(Records drawn from a dataset)
———

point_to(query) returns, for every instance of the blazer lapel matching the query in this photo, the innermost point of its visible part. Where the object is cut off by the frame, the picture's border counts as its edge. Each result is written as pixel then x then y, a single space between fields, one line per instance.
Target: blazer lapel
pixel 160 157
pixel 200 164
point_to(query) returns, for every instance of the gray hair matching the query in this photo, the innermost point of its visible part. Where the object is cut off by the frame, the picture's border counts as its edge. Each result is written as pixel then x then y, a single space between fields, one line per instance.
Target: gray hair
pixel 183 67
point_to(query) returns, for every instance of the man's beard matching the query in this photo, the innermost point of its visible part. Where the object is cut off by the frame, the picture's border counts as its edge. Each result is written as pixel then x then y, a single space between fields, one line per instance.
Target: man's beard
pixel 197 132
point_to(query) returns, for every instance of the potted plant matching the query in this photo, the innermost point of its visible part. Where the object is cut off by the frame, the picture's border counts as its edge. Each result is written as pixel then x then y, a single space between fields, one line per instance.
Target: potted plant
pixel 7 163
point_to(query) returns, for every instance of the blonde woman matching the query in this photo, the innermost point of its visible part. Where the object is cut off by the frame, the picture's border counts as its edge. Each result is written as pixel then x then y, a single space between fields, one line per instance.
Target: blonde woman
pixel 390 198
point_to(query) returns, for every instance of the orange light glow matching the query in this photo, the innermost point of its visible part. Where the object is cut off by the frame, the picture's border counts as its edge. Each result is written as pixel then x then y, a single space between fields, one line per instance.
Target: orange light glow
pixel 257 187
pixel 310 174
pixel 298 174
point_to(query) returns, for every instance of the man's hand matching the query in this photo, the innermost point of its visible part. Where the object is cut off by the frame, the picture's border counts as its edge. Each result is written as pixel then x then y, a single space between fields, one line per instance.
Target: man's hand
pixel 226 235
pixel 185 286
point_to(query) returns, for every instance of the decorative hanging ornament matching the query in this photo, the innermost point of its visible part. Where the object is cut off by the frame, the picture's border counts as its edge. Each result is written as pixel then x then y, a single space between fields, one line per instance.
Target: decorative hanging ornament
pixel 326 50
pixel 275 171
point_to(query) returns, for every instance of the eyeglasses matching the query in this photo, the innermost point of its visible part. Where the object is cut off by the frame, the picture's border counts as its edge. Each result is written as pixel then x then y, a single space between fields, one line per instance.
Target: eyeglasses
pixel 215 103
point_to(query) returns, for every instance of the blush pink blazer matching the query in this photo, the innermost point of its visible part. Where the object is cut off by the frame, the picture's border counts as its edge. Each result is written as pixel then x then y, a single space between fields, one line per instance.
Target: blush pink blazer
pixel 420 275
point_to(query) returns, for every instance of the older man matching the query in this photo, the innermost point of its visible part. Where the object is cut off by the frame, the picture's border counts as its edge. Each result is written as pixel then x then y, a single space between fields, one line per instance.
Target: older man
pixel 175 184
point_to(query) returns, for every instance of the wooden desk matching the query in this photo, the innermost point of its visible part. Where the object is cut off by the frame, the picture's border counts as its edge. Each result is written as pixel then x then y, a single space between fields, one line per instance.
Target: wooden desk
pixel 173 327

———

### EXERCISE INSTRUCTIONS
The full set of lines above should be retyped without a single change.

### RESPONSE FOR THIS EXERCISE
point_to(query) returns, for every instance of the blazer lapel matching the query in this photo, the innermost point of its visible part. Where the object is cut off by the frame, the picture's border counts as its edge. Each result is written as pixel then x then y, a single space between fields, one line per instance.
Target: blazer lapel
pixel 160 157
pixel 200 164
point_to(query) returns, for every instance of the gray hair matching the query in this photo, the innermost point of its visible part. Where the object is cut off by the frame, the picture's border counts as its edge. Each result is written as pixel then x then y, a single space between fields, one line per instance.
Target: gray hair
pixel 183 67
point_to(query) returns, for every instance of the man's beard matching the query in this photo, the innermost point of its visible part. Where the object is cut off by the frame, the picture's border counts as its edge. Each result is written as pixel then x then y, a single space between fields, one line per instance.
Target: man's beard
pixel 197 132
point_to(query) returns, for every instance of the potted plant matching the query in this photo, the innermost point of its visible part. Where the object is cut off by the frame, the picture's border counts as its edge. Each result is written as pixel then x then y, a single space between fields, one line per instance.
Target: potted plant
pixel 7 163
point_to(query) returns, for every instance of the blonde woman matching the query in this photo, the innermost point of its visible part. Where the object is cut off by the frame, the picture's border counts as its edge. Each result is written as pixel then x then y, a single space between fields, one line per instance.
Target: blonde woman
pixel 390 198
point_to(query) returns, for every instance of the orange light glow matching the query in this photo, the innermost point of its visible part. Where the object is cut off by the frame, the picture's border counts as its edge. Each result is written as pixel then x then y, a single space between fields, one line per instance.
Target: orange light glow
pixel 257 187
pixel 310 174
pixel 298 174
point_to(query) returns, for every instance of the man's hand matching the query in this photo, the innermost point of its visible part. Where the object is cut off by the frame, the picture's border counts as its edge. Each result is written as pixel then x then y, a single space between fields, one line per instance.
Target: man's hand
pixel 226 235
pixel 185 286
point_to(query) returns, for every instance of the decorative hanging ornament matching the query in this photo, the innermost point of its visible part. Where the object is cut off by the frame, the picture's border counts as its edge. Each result is written as pixel then x then y, a single space between fields, one line per instance.
Target: decorative hanging ornament
pixel 326 50
pixel 275 171
point_to(query) returns, for every instance of the eyeglasses matching the query in this photo, the innermost point of its visible part. Where the object is cut off by the frame, the picture's border counts as its edge. Each result is written as pixel then x then y, a single space between fields, one line per instance.
Target: eyeglasses
pixel 215 103
point_to(query) returns, for every instance of the blush pink blazer matching the query in this photo, the innermost point of its visible part. Where the object is cut off by the frame, the picture's border counts as its edge. Each result is written as pixel then x then y, a single space between fields, one line per instance.
Target: blush pink blazer
pixel 420 275
point_to(query) returns, for every instance of the older man matching the query in this photo, the innermost point of its visible part. Where the object is cut off by the frame, the picture's border counts as its edge. Each result is written as pixel then x then y, a single space between fields, one line per instance.
Target: older man
pixel 175 184
point_to(query) returns, for every instance of the wooden desk matching the query in this photo, the innermost point of its visible part. Where the object is cut off by the frame, the picture's border counts as its edge. Each result is written as pixel then x then y, a single space between fields, one line per instance.
Target: wooden desk
pixel 173 327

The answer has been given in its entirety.